-- Provided passage follows --

SpaceX shares have fallen below the IPO price: market capitalization has lost the $2 trillion mark
The tumultuous debut of SpaceX (ticker SPCX) on the Nasdaq has turned into a swift disappointment for investors. Just a few days after its historic listing, the company's shares broke through the initial public offering price of $150, and its market capitalization fell below the psychologically important $2 trillion mark for the first time.
Crash after takeoff: from $225 to a loss of $2 trillion
SpaceX's IPO started at $135 per share, and on the first day of trading, June 12, the price soared to $150, giving it a market cap of about $75 billion — the largest debut in Nasdaq history. The euphoria continued, and on June 16, shares hit an intraday high of $225.64. However, a sharp correction followed. By Monday, the market cap was still hovering just above $2.22 trillion, but the collapse accelerated after the announcement of the company's first bond offering.
According to the terms, the senior bonds are expected to raise at least $20 billion. SpaceX will use the proceeds to repay a short-term loan and develop projects in AI and data centers. According to the latest data, the company holds approximately $100.8 billion in cash, making this move more strategic than forced.
Nevertheless, the market reacted negatively to the news. As a result, SPCX shares fell below the IPO starting price, and the market cap dropped under $2 trillion. The decline from the highs exceeded 30%, putting all those who bought on the open market at a loss.
Five related assets under pressure
The sell-off in SpaceX has also affected related public space companies, but unevenly. Alphabet, which owns about 6% of SpaceX (a $900 million investment in 2015), shows the most stable exposure. With SpaceX valued at $2 trillion, this stake exceeds $100 billion. Alphabet's 5% drop on Monday was linked to the departure of key AI specialists, but the correlation with SPCX is evident.
Rocket Lab — the closest public competitor in launches, developing the Neutron rocket to rival the Falcon 9 — has fallen 8% since June 22, when it became the first dedicated space stock in the Nasdaq-100 index. The company's order backlog reached $2.2 billion last quarter.
T-Mobile shares remained nearly unchanged. The Starlink partner for the T-Satellite project, with a beta coefficient of about 0.3, is seen more as a defensive asset. AST SpaceMobile and Intuitive Machines experienced the most pressure. ASTS shares — a direct competitor in satellite phone connectivity — have fallen by nearly a quarter over the past month. LUNR, which sends NASA landers on the Falcon 9 rocket, lost about a third of its value over the same period. Additional pressure comes from a plan to raise $500 million through a stock offering and rising short positions.

-- Provided passage concluded --

Activities:
1) Repeat the part of the SpaceX article between "Crash after takeoff: from" and "first bond offering.", inclusive.
2) For each statement, say whether the SpaceX article agrees with it, answering yes or no and quoting the words that decide it: (a) Alphabet owns about 6% of SpaceX. (b) T-Mobile shares fell sharply during the sell-off. (c) Rocket Lab's order backlog reached $2.2 billion last quarter.
The rows have no role in this work.

-- Entries provided follows --

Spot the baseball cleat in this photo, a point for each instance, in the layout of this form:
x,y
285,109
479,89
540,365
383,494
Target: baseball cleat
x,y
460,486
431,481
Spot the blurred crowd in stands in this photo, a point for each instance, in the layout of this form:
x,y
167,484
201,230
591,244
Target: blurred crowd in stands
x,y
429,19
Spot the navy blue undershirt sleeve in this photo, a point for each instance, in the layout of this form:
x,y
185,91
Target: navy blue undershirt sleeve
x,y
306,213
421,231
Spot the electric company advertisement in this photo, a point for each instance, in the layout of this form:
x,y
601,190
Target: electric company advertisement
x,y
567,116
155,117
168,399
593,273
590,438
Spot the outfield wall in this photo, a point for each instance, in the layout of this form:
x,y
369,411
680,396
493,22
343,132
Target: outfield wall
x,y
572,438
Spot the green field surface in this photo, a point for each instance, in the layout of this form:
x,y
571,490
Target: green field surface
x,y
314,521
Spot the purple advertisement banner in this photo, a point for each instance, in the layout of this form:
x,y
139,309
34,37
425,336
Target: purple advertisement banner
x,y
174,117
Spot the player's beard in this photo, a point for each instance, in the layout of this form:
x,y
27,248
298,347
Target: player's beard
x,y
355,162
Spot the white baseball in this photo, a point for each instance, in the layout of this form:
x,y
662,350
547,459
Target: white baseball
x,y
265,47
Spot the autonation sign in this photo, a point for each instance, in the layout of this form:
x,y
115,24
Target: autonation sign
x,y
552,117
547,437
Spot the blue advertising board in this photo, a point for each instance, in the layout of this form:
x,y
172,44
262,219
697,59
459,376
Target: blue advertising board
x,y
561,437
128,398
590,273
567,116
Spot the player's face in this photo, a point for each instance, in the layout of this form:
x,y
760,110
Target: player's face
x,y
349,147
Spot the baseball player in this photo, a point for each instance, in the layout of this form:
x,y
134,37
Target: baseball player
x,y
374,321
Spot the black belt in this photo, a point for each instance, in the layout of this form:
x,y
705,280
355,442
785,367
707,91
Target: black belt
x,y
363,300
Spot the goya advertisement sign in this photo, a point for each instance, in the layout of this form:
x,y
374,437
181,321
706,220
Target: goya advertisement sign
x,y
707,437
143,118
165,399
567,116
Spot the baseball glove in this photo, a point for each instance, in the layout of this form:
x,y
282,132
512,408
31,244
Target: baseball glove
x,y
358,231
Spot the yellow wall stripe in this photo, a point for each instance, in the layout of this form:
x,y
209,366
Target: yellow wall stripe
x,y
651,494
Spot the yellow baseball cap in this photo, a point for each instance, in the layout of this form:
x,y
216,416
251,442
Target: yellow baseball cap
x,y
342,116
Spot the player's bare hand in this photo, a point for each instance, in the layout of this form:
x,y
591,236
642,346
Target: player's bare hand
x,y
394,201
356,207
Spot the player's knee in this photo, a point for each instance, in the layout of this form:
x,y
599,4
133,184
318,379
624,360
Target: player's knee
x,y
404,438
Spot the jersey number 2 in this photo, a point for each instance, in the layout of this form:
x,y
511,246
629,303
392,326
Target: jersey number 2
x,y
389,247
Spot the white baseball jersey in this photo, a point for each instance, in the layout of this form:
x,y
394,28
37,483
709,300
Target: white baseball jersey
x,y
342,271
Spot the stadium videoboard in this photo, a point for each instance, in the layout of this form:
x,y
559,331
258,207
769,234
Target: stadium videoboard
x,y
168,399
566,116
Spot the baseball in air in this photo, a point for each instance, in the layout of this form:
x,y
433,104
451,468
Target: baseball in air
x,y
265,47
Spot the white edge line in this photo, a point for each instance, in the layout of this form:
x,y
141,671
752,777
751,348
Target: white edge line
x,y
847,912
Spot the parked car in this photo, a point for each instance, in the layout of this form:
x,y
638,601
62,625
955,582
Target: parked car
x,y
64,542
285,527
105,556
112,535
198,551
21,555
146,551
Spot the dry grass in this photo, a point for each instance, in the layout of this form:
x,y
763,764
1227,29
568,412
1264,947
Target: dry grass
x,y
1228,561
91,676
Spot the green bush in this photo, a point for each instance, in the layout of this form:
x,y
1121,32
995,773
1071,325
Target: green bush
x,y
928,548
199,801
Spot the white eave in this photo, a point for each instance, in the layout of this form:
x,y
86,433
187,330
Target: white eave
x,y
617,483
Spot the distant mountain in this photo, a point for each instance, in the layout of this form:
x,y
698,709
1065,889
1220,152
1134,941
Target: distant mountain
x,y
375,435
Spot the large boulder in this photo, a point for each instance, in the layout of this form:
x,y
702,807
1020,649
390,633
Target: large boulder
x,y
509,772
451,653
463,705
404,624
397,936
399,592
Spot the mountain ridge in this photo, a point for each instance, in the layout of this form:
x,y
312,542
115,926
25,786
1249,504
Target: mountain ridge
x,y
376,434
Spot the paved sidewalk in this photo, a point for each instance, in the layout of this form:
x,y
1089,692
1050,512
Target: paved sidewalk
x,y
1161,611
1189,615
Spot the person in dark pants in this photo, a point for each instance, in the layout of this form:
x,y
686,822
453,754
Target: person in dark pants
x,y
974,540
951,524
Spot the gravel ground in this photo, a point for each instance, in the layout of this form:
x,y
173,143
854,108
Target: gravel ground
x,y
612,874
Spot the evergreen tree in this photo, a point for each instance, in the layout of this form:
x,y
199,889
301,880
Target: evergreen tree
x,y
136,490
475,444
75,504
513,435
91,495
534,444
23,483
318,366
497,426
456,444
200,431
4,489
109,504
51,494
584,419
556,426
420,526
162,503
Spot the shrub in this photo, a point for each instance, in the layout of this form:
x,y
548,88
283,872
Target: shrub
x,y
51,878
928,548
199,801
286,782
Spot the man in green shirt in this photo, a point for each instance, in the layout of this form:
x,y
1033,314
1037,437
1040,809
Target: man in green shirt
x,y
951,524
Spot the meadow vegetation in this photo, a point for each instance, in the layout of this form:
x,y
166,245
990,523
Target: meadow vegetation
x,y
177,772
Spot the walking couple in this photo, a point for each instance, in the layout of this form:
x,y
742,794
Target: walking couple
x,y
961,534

-- Entries provided concluded --

Your responses:
1)
Crash after takeoff: from $225 to a loss of $2 trillion
SpaceX's IPO started at $135 per share, and on the first day of trading, June 12, the price soared to $150, giving it a market cap of about $75 billion — the largest debut in Nasdaq history. The euphoria continued, and on June 16, shares hit an intraday high of $225.64. However, a sharp correction followed. By Monday, the market cap was still hovering just above $2.22 trillion, but the collapse accelerated after the announcement of the company's first bond offering.

2)
(a) Yes: "Alphabet, which owns about 6% of SpaceX"
(b) No: "T-Mobile shares remained nearly unchanged."
(c) Yes: "The company's order backlog reached $2.2 billion last quarter."